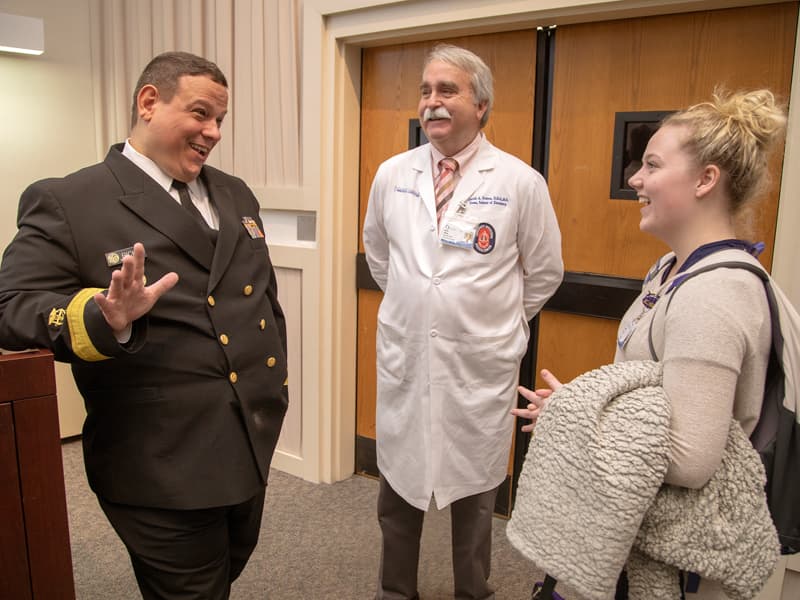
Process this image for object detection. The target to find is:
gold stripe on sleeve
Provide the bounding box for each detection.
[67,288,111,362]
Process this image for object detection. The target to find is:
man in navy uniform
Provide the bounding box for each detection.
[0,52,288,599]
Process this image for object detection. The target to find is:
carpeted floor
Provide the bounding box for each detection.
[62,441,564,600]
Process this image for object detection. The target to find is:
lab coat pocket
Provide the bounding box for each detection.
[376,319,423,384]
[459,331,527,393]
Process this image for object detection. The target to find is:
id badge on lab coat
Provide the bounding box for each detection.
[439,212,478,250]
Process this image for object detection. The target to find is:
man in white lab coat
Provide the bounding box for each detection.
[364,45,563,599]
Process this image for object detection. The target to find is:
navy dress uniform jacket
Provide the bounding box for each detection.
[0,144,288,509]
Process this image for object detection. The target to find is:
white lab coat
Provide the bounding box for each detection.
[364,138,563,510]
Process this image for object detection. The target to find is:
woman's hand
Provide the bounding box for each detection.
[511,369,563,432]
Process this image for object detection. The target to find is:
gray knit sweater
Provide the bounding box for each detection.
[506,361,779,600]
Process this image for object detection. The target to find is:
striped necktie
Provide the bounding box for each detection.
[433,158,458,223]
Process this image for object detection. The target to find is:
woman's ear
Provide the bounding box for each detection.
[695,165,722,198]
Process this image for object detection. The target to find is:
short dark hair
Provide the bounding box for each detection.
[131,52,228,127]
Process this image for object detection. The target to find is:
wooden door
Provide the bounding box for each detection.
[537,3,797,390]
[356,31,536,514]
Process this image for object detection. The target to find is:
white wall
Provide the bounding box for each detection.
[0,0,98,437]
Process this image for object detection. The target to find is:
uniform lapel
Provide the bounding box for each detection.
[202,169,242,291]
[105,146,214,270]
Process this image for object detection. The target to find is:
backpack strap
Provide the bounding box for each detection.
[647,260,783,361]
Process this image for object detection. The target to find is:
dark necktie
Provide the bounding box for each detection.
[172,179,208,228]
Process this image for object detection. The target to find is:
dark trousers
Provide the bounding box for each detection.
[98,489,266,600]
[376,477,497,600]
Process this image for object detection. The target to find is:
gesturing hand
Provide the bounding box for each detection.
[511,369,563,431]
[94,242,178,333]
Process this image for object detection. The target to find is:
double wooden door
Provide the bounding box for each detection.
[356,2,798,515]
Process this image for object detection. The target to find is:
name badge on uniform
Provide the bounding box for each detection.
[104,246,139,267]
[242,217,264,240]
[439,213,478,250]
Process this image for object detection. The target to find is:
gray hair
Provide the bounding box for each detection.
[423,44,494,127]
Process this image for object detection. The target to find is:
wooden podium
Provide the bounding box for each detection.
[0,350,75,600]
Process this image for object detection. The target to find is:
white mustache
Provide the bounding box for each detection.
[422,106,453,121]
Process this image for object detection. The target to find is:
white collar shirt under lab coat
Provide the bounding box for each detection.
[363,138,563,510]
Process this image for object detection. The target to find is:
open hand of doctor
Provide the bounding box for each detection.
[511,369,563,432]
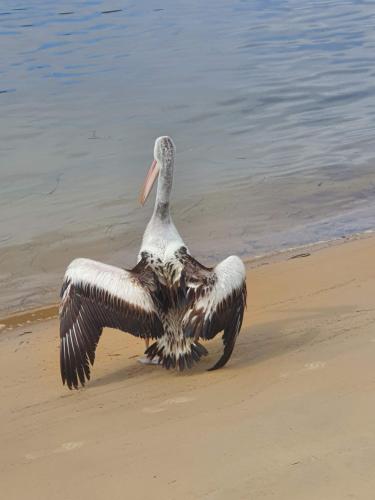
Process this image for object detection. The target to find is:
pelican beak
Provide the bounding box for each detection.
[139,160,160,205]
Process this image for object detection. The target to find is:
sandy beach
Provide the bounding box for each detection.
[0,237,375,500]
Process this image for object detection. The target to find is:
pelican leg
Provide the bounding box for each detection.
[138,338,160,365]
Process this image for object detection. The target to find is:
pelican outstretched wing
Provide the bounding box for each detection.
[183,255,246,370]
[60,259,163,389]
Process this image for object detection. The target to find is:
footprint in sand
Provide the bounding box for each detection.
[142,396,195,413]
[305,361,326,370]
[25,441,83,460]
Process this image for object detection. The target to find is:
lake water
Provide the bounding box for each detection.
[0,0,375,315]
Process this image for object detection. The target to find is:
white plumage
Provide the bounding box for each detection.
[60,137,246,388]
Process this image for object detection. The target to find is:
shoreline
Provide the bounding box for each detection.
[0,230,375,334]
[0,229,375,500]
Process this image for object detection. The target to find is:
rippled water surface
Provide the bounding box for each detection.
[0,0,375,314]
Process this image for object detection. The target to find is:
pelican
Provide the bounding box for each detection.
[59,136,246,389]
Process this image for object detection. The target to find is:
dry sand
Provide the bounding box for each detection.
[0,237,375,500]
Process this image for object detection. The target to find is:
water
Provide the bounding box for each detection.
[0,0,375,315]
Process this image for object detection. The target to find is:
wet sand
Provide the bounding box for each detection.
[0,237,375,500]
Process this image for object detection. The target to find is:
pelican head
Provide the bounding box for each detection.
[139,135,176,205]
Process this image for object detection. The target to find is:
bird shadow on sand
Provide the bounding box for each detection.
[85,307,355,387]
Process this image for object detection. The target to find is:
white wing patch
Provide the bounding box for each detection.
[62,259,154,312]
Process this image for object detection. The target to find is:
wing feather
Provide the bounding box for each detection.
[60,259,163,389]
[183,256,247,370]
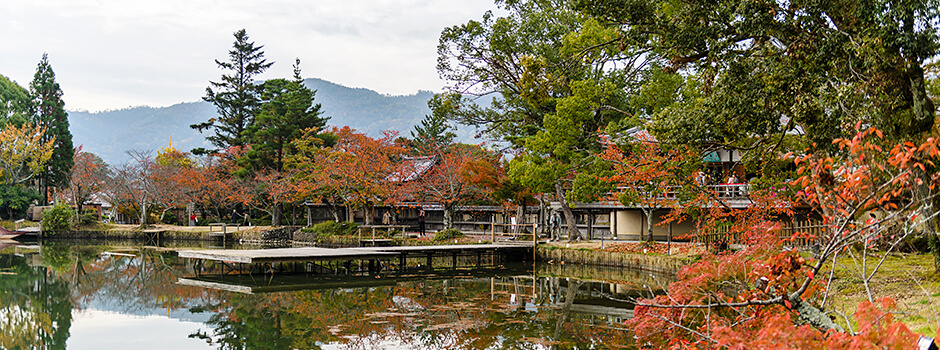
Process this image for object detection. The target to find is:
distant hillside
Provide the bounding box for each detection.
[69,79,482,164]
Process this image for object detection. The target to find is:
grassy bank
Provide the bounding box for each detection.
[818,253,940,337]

========================

* SHORT PROBLEM *
Reproduce every line of the listing above verbatim, omitting the pictures.

* COMPLETED EXERCISE *
Process this image for object detection. The target to find is:
gold stripe on sleeve
Provide the bounding box for each detection.
[67,288,111,362]
Process this image for object detection. The target to find is:
man in navy uniform
Provide the bounding box for each detection.
[0,52,288,599]
Process this image for object detection. The target to find is:
carpeted floor
Provide the bounding box for each detection.
[62,441,564,600]
Process this image for object detection. The target to find is:
lab coat pocket
Provide the bounding box for each detection.
[376,319,423,384]
[459,331,527,393]
Process this image for object detection. The target to find is:
id badge on lab coat
Provide the bounding box for each detection.
[439,212,478,250]
Process this image for object detection. The target to find is:
man in white lab coat
Provide the bounding box for each detection.
[364,45,563,599]
Process this image for object detection. The target to find is:
navy dress uniform jacket
Provide the bounding box for each detection.
[0,144,288,509]
Process this image for object detection. The target to find is:
white lab coat
Provide the bounding box for each detection.
[364,138,563,510]
Process this image for object detection. The target to find is:
woman's hand
Provide the bounding box for each detection.
[511,369,563,432]
Process this image for object detection. The target to find is:
gray knit sweater
Provide the bounding box for each detection.
[506,361,779,600]
Process this image for object detection. The target to find is:
striped necktie
Provide the bounding box for each detection.
[433,158,458,223]
Process this image for object detection. The target to find is:
woman's ear
Provide the bounding box for each detection.
[695,165,722,198]
Process this image for object detection. The target to find is:
short dark hair
Provide the bounding box for each detection.
[131,52,228,127]
Process this image for object detection. The target to find is:
wooden door
Provide the bounding box for each detection.
[537,3,797,390]
[356,31,536,514]
Process this image for object detection. The target to find is:
white wall
Provide the bounding box for each detection.
[0,0,98,437]
Process this image for object detection. The target to find is:
uniform lapel
Provide the bounding box for each detection.
[202,169,242,291]
[105,146,214,270]
Process this image for object detection. The target to find is:
backpack strap
Provide the bounding box for each detection.
[647,260,783,361]
Process this image for object detection. The target to find is:
dark necktie
Provide the bounding box for each detection.
[172,179,208,228]
Process this image for object detection. The target to find is:
dark trousers
Provide the bounding box for each detection.
[98,489,266,600]
[376,477,497,600]
Process this image for object detection. The target to find is:
gesturing hand
Provide the bounding box for each detection.
[511,369,563,431]
[94,242,178,333]
Process this image for object detection. The target to find is:
double wooden door
Provide the bounding box for each detection.
[356,2,798,515]
Process this image for object detection. The target to find is:
name badge on uniform
Provide the bounding box for each detection.
[104,246,139,267]
[242,217,264,240]
[439,213,478,250]
Process this image for object detection. The target to find is:
gray hair
Provide the bounding box for each detection.
[423,44,494,127]
Process this image for object detection. The target to find is:
wooden podium
Provide the bounding box for each detection.
[0,350,75,600]
Process this image for object detection. The target to find is:
white mustache
Provide the bounding box for each detection.
[422,106,453,121]
Process this image for object detection. The target to find is:
white collar shirt under lab coat
Provide the bounding box for each detection.
[363,138,563,510]
Process this image for object detection. The target to find is:
open hand of doctor
Provide the bounding box for each detection.
[511,369,563,432]
Process this image for object detection. The target to find is:
pelican beak
Provide the bounding box for each detection.
[139,160,160,205]
Process this image for object detection. The target to find is:
sandy beach
Provide the bounding box for each detection.
[0,237,375,500]
Process this image for object detection. The target to find is:
pelican leg
Provide the bounding box for each detection.
[138,338,160,365]
Process this image for object detection. The target to find is:
pelican outstretched wing
Provide the bounding box for each detection.
[183,255,246,370]
[60,259,163,389]
Process this image for object detection. The target to find is:
footprint in sand
Provide the bounding box for each detection.
[142,396,195,413]
[305,361,326,370]
[25,441,83,460]
Process this image for object detection. The target to find is:
lake water
Provide the bounding box for each detection.
[0,0,375,315]
Process this image for object detection. The target to find is:
white plumage
Provide the bounding box for each detection.
[60,137,246,388]
Process this image for object detection. The target to find is:
shoreline
Provide the bounding box for each detection.
[0,230,375,334]
[0,229,375,500]
Process this image for object detection. The target to find is:
rippled water surface
Provide the bounding box for each detection.
[0,0,375,314]
Process this image for object detection. The target to find is:
pelican
Provide the bounding box for each detection.
[59,136,246,389]
Process this image for object detection. The target to find is:
dry sand
Provide the bounding box for each detection.
[0,237,375,500]
Process this image for object detection. The target to find is:
water
Provide the bounding box for each detection.
[0,0,375,315]
Process this image for object detection. The target to find is:
wet sand
Provide the bounding box for each detection.
[0,237,375,500]
Process this image for object detection. The target to find is:
pelican head
Provide the bounding box for each detection.
[139,135,176,205]
Process this image for object detection. The target to find is:
bird shadow on sand
Provide the bounding box for each detection.
[85,307,355,387]
Process this image for object detection. The target to find is:
white wing patch
Provide the bounding box for each detection.
[62,259,154,312]
Process this image for object detection. The target to find is:
wing feather
Provide the bounding box for each detection.
[60,259,163,389]
[183,256,247,370]
Process this image for object detection. The target to find is:
distant hillside
Provide the bounding box for each detection.
[69,79,482,164]
Process this image for object detection. The target to find is:
grassy bank
Provide the bounding box for each detection.
[818,253,940,337]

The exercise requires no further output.